:: EXERCISE INSTRUCTIONS ::
Extract each line of the records below that contains the word "trunk".

:: MATERIALS PROVIDED ::

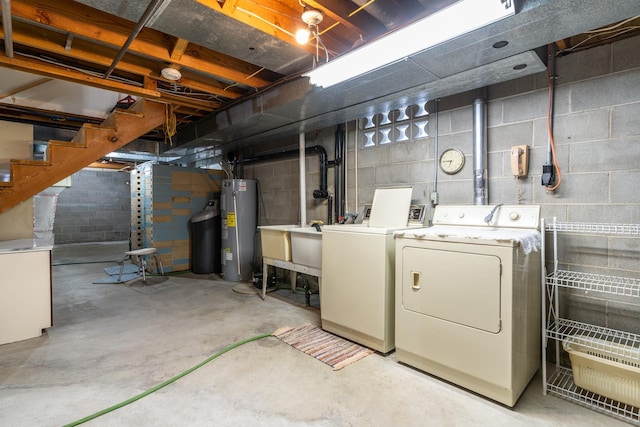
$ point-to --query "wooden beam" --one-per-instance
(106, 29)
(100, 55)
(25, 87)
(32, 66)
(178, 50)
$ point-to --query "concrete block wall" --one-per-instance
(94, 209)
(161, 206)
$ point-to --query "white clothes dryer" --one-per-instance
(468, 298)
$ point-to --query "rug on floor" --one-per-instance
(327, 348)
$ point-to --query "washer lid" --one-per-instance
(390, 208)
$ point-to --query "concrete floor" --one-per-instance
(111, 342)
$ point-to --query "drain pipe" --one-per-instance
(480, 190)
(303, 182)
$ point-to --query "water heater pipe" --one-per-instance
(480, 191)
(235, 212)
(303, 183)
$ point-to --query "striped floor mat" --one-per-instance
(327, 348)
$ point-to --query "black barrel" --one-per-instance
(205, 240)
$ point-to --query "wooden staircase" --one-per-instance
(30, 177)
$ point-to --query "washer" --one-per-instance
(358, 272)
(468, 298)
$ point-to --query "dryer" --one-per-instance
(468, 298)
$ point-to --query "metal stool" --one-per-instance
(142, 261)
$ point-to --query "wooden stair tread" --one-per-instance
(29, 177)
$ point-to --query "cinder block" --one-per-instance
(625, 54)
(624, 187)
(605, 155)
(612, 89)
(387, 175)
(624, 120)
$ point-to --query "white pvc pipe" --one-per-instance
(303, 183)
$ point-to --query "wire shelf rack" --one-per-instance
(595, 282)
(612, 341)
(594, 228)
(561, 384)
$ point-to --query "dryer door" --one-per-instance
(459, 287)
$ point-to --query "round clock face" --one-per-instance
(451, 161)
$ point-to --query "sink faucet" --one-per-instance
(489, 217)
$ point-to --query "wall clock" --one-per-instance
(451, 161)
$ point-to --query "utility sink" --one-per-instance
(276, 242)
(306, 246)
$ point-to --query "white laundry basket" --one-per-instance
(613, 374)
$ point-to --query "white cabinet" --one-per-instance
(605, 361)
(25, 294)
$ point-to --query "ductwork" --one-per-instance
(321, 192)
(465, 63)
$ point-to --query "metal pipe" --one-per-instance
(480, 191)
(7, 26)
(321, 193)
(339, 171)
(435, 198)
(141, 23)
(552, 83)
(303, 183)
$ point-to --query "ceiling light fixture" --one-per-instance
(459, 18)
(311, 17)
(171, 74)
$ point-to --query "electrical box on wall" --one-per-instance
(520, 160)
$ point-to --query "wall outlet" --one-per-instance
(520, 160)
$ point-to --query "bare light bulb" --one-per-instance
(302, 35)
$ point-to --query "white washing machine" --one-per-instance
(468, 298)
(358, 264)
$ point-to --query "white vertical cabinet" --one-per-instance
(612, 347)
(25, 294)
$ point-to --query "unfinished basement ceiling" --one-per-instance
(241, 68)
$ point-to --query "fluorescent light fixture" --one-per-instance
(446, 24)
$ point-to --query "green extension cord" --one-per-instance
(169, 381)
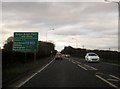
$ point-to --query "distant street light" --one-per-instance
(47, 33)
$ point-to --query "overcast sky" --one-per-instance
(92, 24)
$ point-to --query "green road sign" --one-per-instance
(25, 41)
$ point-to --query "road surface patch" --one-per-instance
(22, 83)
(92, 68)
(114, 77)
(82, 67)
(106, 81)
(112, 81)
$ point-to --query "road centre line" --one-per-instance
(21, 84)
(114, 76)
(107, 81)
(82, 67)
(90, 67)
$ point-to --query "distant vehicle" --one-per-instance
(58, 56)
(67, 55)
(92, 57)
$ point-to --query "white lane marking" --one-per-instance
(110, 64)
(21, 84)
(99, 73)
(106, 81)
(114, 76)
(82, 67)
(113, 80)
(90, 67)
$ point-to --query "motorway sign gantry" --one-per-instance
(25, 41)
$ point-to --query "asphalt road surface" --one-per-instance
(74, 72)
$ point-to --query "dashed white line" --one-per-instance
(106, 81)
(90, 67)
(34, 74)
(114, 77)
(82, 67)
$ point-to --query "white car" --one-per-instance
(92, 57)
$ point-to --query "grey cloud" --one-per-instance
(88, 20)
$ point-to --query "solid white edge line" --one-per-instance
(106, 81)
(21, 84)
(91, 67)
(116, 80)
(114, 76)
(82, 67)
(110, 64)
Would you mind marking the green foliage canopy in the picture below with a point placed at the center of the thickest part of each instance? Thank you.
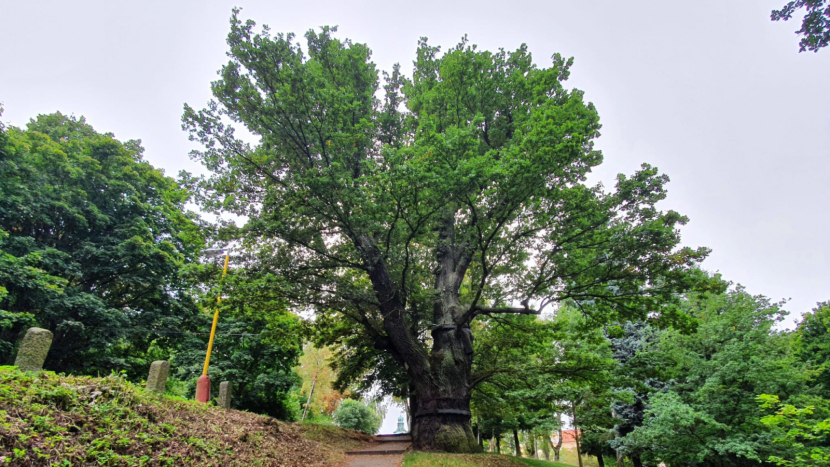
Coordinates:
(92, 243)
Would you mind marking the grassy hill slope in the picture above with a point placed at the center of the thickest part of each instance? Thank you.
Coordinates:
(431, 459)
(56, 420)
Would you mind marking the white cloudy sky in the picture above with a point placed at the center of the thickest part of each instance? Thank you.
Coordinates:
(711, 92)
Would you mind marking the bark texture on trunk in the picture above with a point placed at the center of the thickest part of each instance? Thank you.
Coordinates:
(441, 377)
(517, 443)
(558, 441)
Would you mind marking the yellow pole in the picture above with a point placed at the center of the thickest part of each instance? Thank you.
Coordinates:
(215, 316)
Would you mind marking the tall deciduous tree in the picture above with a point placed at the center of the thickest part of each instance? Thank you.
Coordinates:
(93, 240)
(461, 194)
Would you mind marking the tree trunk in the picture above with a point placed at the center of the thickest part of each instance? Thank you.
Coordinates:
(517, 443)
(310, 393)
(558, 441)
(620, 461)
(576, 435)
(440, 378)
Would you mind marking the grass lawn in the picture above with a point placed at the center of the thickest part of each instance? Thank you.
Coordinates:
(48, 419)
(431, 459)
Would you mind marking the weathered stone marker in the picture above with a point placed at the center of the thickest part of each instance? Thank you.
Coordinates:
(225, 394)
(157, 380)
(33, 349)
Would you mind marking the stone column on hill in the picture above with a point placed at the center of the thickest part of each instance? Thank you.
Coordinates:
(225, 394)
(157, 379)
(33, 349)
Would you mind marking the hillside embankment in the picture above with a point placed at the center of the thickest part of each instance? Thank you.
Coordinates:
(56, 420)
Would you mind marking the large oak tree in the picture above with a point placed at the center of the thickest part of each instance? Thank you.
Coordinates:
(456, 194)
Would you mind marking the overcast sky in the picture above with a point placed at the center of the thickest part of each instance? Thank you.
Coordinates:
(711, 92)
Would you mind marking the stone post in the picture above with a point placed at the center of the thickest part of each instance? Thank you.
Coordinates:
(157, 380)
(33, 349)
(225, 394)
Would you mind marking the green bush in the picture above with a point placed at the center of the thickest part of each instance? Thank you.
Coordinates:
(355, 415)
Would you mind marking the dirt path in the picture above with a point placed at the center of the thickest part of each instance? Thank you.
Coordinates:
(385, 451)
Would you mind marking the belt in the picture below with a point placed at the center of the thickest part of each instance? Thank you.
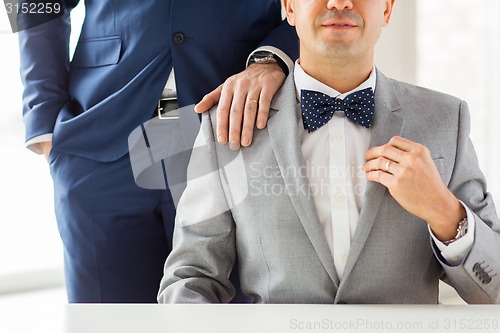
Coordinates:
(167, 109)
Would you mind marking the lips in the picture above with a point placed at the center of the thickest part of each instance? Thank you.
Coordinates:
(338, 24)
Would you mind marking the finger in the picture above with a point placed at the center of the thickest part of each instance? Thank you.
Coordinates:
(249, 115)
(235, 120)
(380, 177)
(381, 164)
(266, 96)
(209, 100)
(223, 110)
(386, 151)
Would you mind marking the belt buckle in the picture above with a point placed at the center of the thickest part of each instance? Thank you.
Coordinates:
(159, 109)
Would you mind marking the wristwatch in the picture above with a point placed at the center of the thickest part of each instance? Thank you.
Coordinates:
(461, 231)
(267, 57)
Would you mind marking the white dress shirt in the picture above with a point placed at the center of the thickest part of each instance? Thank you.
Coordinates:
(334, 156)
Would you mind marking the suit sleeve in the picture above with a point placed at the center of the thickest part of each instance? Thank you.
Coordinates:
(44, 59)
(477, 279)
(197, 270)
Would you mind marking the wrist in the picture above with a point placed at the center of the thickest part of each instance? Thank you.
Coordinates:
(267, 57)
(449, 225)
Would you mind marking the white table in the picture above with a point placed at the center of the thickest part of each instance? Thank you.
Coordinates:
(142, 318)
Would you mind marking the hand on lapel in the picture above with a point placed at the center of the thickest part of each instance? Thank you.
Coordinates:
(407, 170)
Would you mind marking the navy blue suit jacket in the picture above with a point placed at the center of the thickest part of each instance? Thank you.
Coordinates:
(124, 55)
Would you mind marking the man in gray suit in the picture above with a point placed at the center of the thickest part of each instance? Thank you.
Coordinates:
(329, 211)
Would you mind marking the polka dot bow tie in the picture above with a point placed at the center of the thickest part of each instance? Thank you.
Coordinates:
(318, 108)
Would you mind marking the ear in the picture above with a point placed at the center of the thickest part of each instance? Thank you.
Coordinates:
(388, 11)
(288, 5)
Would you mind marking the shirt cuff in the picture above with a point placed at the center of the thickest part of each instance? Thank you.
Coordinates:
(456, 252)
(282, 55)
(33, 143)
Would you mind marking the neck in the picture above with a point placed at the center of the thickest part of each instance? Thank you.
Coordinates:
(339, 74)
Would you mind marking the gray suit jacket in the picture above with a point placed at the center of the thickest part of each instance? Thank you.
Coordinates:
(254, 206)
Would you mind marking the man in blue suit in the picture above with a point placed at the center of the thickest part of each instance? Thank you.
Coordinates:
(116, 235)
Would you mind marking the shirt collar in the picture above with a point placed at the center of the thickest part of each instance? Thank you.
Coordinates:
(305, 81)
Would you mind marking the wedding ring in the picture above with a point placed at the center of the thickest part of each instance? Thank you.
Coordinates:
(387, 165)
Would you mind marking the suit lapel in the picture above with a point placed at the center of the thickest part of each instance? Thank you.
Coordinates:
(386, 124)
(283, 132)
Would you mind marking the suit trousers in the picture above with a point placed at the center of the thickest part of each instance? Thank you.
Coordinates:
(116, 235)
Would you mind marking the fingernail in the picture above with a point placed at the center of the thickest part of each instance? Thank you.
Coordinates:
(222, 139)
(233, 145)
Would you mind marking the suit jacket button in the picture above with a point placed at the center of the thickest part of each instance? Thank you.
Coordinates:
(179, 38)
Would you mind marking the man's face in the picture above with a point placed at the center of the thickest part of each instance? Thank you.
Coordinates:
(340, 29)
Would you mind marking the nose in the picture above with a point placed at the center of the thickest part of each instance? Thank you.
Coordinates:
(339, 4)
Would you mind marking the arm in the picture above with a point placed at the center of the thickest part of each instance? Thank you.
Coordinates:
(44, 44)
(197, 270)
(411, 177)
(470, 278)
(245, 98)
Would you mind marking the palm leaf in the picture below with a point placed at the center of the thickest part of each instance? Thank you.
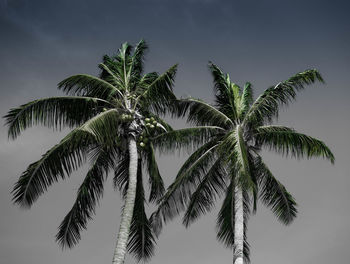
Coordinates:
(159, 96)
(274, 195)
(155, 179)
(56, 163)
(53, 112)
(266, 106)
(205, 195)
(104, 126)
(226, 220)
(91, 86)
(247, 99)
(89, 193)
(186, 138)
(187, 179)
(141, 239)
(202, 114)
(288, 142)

:: YOUR RESPONSE ::
Would you mind marking the bark texture on trunk in the picture above with a point placed at the center of the thickest part of each instance? Thank you.
Would you mind marking the tree trunk in the picture above with a point placed at the center of the thickest part of each instance? Thank you.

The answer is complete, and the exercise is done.